(RECORDS FOR THE EXERCISE Opens)

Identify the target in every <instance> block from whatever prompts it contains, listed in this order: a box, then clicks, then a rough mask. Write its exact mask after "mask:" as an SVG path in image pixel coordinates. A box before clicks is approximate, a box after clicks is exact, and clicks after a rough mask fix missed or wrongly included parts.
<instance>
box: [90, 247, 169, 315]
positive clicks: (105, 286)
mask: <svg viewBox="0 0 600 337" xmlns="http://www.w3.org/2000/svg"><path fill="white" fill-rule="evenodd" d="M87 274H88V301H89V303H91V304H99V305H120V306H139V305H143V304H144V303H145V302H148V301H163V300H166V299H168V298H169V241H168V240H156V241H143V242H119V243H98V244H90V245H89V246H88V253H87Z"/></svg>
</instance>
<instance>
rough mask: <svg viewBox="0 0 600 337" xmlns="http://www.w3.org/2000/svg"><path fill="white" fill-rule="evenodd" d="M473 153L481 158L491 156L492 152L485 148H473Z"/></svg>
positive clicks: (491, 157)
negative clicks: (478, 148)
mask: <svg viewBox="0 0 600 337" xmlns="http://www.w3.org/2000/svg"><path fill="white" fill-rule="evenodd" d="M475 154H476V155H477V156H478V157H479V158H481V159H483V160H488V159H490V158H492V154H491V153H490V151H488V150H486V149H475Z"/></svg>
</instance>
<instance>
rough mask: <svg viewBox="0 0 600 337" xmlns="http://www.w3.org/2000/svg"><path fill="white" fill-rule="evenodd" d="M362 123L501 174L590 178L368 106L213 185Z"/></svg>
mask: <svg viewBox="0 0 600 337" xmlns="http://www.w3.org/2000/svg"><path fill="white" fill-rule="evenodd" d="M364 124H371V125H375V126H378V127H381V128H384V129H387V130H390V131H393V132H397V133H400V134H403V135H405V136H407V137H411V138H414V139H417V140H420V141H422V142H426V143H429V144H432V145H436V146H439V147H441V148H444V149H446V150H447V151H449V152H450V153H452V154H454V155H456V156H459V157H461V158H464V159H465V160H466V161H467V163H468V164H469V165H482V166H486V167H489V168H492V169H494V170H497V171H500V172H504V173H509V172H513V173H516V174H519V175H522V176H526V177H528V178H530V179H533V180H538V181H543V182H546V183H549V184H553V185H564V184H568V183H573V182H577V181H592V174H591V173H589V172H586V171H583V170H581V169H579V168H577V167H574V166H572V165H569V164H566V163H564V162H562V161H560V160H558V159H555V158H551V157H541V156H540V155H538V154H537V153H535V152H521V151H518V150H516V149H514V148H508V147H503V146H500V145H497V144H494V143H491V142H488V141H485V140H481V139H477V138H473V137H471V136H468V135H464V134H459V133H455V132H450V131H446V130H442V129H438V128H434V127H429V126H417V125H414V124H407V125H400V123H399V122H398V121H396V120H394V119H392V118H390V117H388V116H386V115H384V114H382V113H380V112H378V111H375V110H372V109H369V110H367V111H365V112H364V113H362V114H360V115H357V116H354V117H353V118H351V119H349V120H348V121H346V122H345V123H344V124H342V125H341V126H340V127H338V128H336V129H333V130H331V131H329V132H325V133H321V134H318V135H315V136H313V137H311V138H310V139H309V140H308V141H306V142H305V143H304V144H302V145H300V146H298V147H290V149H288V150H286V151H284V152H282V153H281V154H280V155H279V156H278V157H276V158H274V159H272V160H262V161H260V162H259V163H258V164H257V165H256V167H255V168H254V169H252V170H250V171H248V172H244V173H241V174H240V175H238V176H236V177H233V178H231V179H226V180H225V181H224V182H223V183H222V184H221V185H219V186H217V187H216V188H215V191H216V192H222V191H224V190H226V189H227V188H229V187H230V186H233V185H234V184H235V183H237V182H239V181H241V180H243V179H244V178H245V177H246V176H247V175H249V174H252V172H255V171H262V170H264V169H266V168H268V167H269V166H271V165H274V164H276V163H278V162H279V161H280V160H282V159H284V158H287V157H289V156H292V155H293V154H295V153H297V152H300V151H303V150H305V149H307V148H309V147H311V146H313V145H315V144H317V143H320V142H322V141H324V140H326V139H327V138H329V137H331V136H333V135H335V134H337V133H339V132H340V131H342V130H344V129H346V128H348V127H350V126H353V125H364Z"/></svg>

(RECORDS FOR THE EXERCISE Closes)

ASSIGNED TASK: When you reach the end of the data, write every line out again verbatim.

EXERCISE RESULT:
Identify the target in every <instance> block from whatever prompts it contains, listed in this order: a box, then clicks, then a rough mask. Write its exact mask after "mask:" as an SVG path in image pixel coordinates. A box before clicks is approximate, a box after clicks is exact, and clicks after a rough mask fix missed or wrongly included parts.
<instance>
box: [90, 247, 169, 315]
positive clicks: (105, 286)
mask: <svg viewBox="0 0 600 337" xmlns="http://www.w3.org/2000/svg"><path fill="white" fill-rule="evenodd" d="M87 274H88V301H89V303H91V304H99V305H120V306H139V305H143V304H144V303H145V302H148V301H163V300H166V299H168V298H169V241H168V240H156V241H143V242H119V243H98V244H90V245H89V246H88V253H87Z"/></svg>
</instance>
<instance>
rough mask: <svg viewBox="0 0 600 337" xmlns="http://www.w3.org/2000/svg"><path fill="white" fill-rule="evenodd" d="M473 153L481 158L491 156L492 152L485 148H473Z"/></svg>
positive clicks: (491, 157)
negative clicks: (478, 148)
mask: <svg viewBox="0 0 600 337" xmlns="http://www.w3.org/2000/svg"><path fill="white" fill-rule="evenodd" d="M475 154H476V155H477V156H478V157H479V158H481V159H483V160H488V159H490V158H492V154H491V153H490V151H488V150H486V149H475Z"/></svg>
</instance>
<instance>
rough mask: <svg viewBox="0 0 600 337" xmlns="http://www.w3.org/2000/svg"><path fill="white" fill-rule="evenodd" d="M362 123L501 174L590 178L368 106L213 185Z"/></svg>
mask: <svg viewBox="0 0 600 337" xmlns="http://www.w3.org/2000/svg"><path fill="white" fill-rule="evenodd" d="M364 124H371V125H375V126H378V127H381V128H384V129H387V130H390V131H393V132H397V133H400V134H403V135H405V136H407V137H411V138H414V139H417V140H420V141H422V142H426V143H429V144H432V145H436V146H439V147H441V148H444V149H446V150H447V151H449V152H450V153H452V154H454V155H456V156H459V157H461V158H464V159H465V160H466V161H467V163H468V164H469V165H482V166H486V167H489V168H492V169H494V170H497V171H500V172H504V173H509V172H513V173H516V174H519V175H522V176H526V177H528V178H530V179H533V180H538V181H543V182H546V183H549V184H553V185H564V184H568V183H573V182H577V181H592V174H591V173H589V172H586V171H583V170H581V169H579V168H577V167H574V166H572V165H569V164H566V163H564V162H562V161H560V160H558V159H555V158H551V157H541V156H540V155H538V154H537V153H535V152H521V151H518V150H516V149H514V148H508V147H503V146H500V145H497V144H494V143H491V142H488V141H485V140H481V139H477V138H473V137H471V136H468V135H464V134H459V133H455V132H450V131H446V130H442V129H438V128H434V127H429V126H417V125H414V124H407V125H400V123H399V122H398V121H396V120H394V119H392V118H390V117H388V116H386V115H384V114H382V113H380V112H378V111H375V110H372V109H369V110H367V111H365V112H364V113H362V114H360V115H357V116H354V117H353V118H351V119H349V120H348V121H346V122H345V123H344V124H342V125H341V126H340V127H338V128H336V129H333V130H331V131H329V132H325V133H321V134H318V135H315V136H313V137H311V138H310V139H309V140H308V141H306V142H305V143H304V144H302V145H300V146H298V147H290V149H288V150H286V151H284V152H282V153H281V154H280V155H279V156H278V157H276V158H274V159H272V160H262V161H260V162H259V163H258V164H257V165H256V167H255V168H254V169H252V170H250V171H248V172H244V173H241V174H240V175H238V176H236V177H233V178H231V179H226V180H225V181H224V182H223V183H222V184H221V185H219V186H217V187H216V188H215V191H216V192H222V191H224V190H226V189H227V188H229V187H230V186H233V185H234V184H235V183H237V182H239V181H241V180H243V179H244V178H245V177H246V176H247V175H249V174H252V172H255V171H262V170H264V169H266V168H268V167H269V166H271V165H274V164H276V163H278V162H279V161H280V160H282V159H284V158H287V157H289V156H292V155H293V154H295V153H297V152H300V151H303V150H305V149H307V148H309V147H311V146H313V145H315V144H317V143H320V142H322V141H324V140H326V139H327V138H329V137H331V136H333V135H335V134H337V133H339V132H340V131H342V130H344V129H346V128H348V127H350V126H353V125H364Z"/></svg>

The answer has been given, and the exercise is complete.